Work required:
Convert every line of the listing below into a JSON list of strings, one string per line, leaving out blank lines.

=-=-=-=-=

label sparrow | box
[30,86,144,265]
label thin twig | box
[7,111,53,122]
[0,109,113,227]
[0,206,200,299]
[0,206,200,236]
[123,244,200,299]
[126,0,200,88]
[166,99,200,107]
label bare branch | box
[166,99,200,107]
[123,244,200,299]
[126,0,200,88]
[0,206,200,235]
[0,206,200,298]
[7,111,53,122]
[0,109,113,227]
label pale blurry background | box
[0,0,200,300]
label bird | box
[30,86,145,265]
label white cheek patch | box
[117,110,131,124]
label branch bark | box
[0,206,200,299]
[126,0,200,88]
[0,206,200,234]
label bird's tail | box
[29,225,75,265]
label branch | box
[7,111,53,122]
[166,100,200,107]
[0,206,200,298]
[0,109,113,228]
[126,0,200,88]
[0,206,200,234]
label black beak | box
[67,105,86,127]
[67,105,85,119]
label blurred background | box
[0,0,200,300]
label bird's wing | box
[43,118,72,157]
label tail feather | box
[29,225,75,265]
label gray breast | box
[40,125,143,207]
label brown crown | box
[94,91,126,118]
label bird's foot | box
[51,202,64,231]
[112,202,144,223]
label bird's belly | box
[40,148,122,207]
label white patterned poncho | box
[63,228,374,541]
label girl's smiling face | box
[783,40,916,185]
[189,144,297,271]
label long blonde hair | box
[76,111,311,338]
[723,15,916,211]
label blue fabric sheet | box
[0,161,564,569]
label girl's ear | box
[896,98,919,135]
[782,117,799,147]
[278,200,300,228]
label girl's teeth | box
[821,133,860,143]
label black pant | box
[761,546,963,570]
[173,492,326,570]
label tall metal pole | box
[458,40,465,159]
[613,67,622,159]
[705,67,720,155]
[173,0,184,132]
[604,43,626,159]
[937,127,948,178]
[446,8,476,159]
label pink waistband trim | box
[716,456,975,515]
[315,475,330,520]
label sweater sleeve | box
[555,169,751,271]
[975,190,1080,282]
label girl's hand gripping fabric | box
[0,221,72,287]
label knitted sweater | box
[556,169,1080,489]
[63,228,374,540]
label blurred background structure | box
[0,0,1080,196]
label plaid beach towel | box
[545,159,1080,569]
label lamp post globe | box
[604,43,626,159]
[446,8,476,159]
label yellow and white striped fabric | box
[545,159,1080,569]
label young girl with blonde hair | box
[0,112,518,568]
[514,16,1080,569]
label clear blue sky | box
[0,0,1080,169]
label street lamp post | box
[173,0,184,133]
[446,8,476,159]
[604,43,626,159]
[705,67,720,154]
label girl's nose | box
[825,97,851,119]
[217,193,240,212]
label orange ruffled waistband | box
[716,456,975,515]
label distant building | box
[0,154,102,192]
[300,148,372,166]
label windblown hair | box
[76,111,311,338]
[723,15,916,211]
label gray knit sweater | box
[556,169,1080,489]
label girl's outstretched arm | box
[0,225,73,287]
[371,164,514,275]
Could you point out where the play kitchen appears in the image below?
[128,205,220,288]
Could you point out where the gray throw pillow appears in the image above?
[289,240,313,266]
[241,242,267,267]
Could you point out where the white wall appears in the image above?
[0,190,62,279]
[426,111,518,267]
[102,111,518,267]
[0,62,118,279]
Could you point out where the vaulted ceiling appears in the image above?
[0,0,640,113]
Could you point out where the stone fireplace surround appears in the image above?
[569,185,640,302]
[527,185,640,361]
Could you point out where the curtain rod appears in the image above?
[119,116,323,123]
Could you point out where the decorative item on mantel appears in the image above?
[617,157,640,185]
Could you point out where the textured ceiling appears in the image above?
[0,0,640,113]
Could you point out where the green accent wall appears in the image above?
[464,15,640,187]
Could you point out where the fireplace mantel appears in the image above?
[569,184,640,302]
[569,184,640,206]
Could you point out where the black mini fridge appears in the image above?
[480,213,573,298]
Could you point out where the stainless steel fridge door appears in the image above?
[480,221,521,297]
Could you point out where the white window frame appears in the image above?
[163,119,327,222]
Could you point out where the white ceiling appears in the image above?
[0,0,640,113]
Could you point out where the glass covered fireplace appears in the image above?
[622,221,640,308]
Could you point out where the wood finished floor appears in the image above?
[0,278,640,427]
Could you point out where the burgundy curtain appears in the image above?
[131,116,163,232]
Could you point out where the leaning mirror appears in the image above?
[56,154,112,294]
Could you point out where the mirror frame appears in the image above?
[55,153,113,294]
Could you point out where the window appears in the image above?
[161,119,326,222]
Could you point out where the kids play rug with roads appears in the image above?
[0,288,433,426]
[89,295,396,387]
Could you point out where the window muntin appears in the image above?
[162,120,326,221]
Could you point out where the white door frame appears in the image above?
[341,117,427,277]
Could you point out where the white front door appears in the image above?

=-=-=-=-=

Solution:
[
  "label sparrow | box",
  "[30,86,144,265]",
  "label thin twig | box",
  "[7,111,53,122]",
  "[0,109,113,227]",
  "[0,206,200,299]",
  "[0,206,200,236]",
  "[123,244,200,299]",
  "[126,0,200,88]",
  "[166,99,200,107]",
  "label bare branch | box",
  "[166,99,200,107]",
  "[123,244,200,299]",
  "[126,0,200,88]",
  "[0,206,200,235]",
  "[0,206,200,298]",
  "[7,111,53,122]",
  "[0,109,113,227]",
  "label pale blurry background | box",
  "[0,0,200,300]",
  "label bird | box",
  "[30,86,145,265]",
  "label white cheek patch | box",
  "[117,110,131,124]",
  "label branch bark | box",
  "[0,206,200,299]",
  "[126,0,200,88]",
  "[0,206,200,234]",
  "label bird's tail | box",
  "[29,225,75,265]",
  "label branch | box",
  "[7,111,53,122]",
  "[166,100,200,107]",
  "[0,206,200,298]",
  "[0,109,113,228]",
  "[126,0,200,88]",
  "[0,206,200,234]",
  "label black beak | box",
  "[67,105,86,127]",
  "[67,105,85,119]",
  "label blurred background | box",
  "[0,0,200,300]",
  "label bird's wing | box",
  "[43,118,72,157]",
  "label tail feather | box",
  "[29,225,75,265]",
  "label gray breast | box",
  "[40,125,143,207]",
  "label brown crown | box",
  "[94,91,126,118]",
  "label bird's foot | box",
  "[51,202,64,231]",
  "[112,202,144,223]",
  "label bird's belly | box",
  "[40,148,122,207]",
  "label white patterned poncho | box",
  "[63,228,374,541]",
  "label girl's smiling face | box",
  "[783,40,916,185]",
  "[189,144,297,271]",
  "label long blonde hair | box",
  "[76,111,311,338]",
  "[723,15,916,211]",
  "label blue fabric sheet | box",
  "[0,161,564,569]",
  "label girl's ear | box",
  "[896,98,919,135]",
  "[782,117,799,147]",
  "[278,200,300,228]",
  "label girl's teeth | box",
  "[821,133,860,143]",
  "label black pant | box",
  "[761,546,963,570]",
  "[173,492,326,570]",
  "label tall metal pole | box",
  "[458,40,465,159]",
  "[613,67,622,159]",
  "[705,67,720,155]",
  "[173,0,184,132]",
  "[604,43,626,159]",
  "[937,127,948,178]",
  "[446,8,476,159]",
  "label pink waistband trim | box",
  "[716,456,975,515]",
  "[315,475,330,520]",
  "label sweater sleeve | box",
  "[555,169,751,271]",
  "[975,190,1080,282]",
  "label girl's hand gripping fabric | box",
  "[0,221,72,287]",
  "label knitted sweater | box",
  "[556,169,1080,489]",
  "[63,228,374,540]",
  "label blurred background structure | box",
  "[0,0,1080,196]",
  "label plaid beach towel | box",
  "[545,159,1080,569]",
  "label lamp post globe | box",
  "[604,43,626,159]",
  "[446,8,476,159]",
  "label yellow and white striped fabric | box",
  "[545,159,1080,569]",
  "label young girl with blonde hair | box",
  "[0,112,518,568]",
  "[514,16,1080,569]",
  "label clear blue sky | box",
  "[0,0,1080,169]",
  "label street lamp post | box",
  "[173,0,184,133]",
  "[446,8,476,159]",
  "[604,43,626,159]",
  "[705,67,720,154]",
  "label girl's nose | box",
  "[825,97,851,119]",
  "[217,193,240,212]",
  "label orange ruffled waistband | box",
  "[716,456,975,515]",
  "label distant building | box",
  "[0,154,102,192]",
  "[300,148,372,166]",
  "label windblown hair | box",
  "[76,111,311,338]",
  "[723,15,916,211]",
  "label gray knit sweater | box",
  "[556,169,1080,489]",
  "label girl's outstretched arm | box",
  "[0,225,73,287]",
  "[371,164,514,275]",
  "Could you point out where the play kitchen appears in the image below?",
  "[128,205,220,288]",
  "Could you point out where the gray throw pillow appears in the image above?",
  "[289,240,313,266]",
  "[241,242,267,267]",
  "Could you point out where the white wall appears in the image above?",
  "[0,190,62,279]",
  "[426,111,518,267]",
  "[102,111,518,267]",
  "[0,62,118,279]",
  "Could you point out where the vaulted ceiling appears in the image above?",
  "[0,0,640,113]",
  "Could you point out where the stone fireplace surround appears in the image above?",
  "[569,185,640,302]",
  "[527,185,640,361]",
  "Could you point out where the curtain rod appears in the image above?",
  "[119,116,323,123]",
  "Could you point out where the decorative item on mantel appears in the image above?",
  "[617,157,640,185]",
  "Could you point out where the textured ceiling appears in the image above?",
  "[0,0,640,113]",
  "Could you point out where the green accent wall appears in the image above?",
  "[464,15,640,187]",
  "Could you point out where the fireplace mantel appears in the image above?",
  "[569,184,640,302]",
  "[569,184,640,206]",
  "Could you point out where the black mini fridge appears in the image above?",
  "[480,213,573,298]",
  "Could you point out where the stainless steel fridge door appears in the image above?",
  "[480,221,521,297]",
  "Could you point out where the white window frame appears in the image above?",
  "[163,119,327,222]",
  "Could you point out where the white ceiling appears in the image above?",
  "[0,0,640,113]",
  "Could you point out where the glass covered fireplace appears in the image above?",
  "[622,221,640,308]",
  "Could you point out where the wood finished floor appears in the image above?",
  "[0,278,640,427]",
  "Could you point out where the burgundy curtain appears in the image above?",
  "[131,116,163,232]",
  "Could you point out where the leaning mirror appears in the image above?",
  "[56,154,112,294]",
  "Could you point out where the mirror frame appears in the image above?",
  "[55,153,113,294]",
  "Could you point out where the window appears in the image above?",
  "[161,119,326,222]",
  "Could you point out where the kids play rug with roads appears in the image above?",
  "[0,288,433,426]",
  "[89,295,396,387]",
  "Could you point out where the window muntin appears in the image above?",
  "[162,120,326,221]",
  "Could you point out where the white door frame appears in the image above?",
  "[341,117,427,277]",
  "Could you point out where the white front door appears in the image above?"
]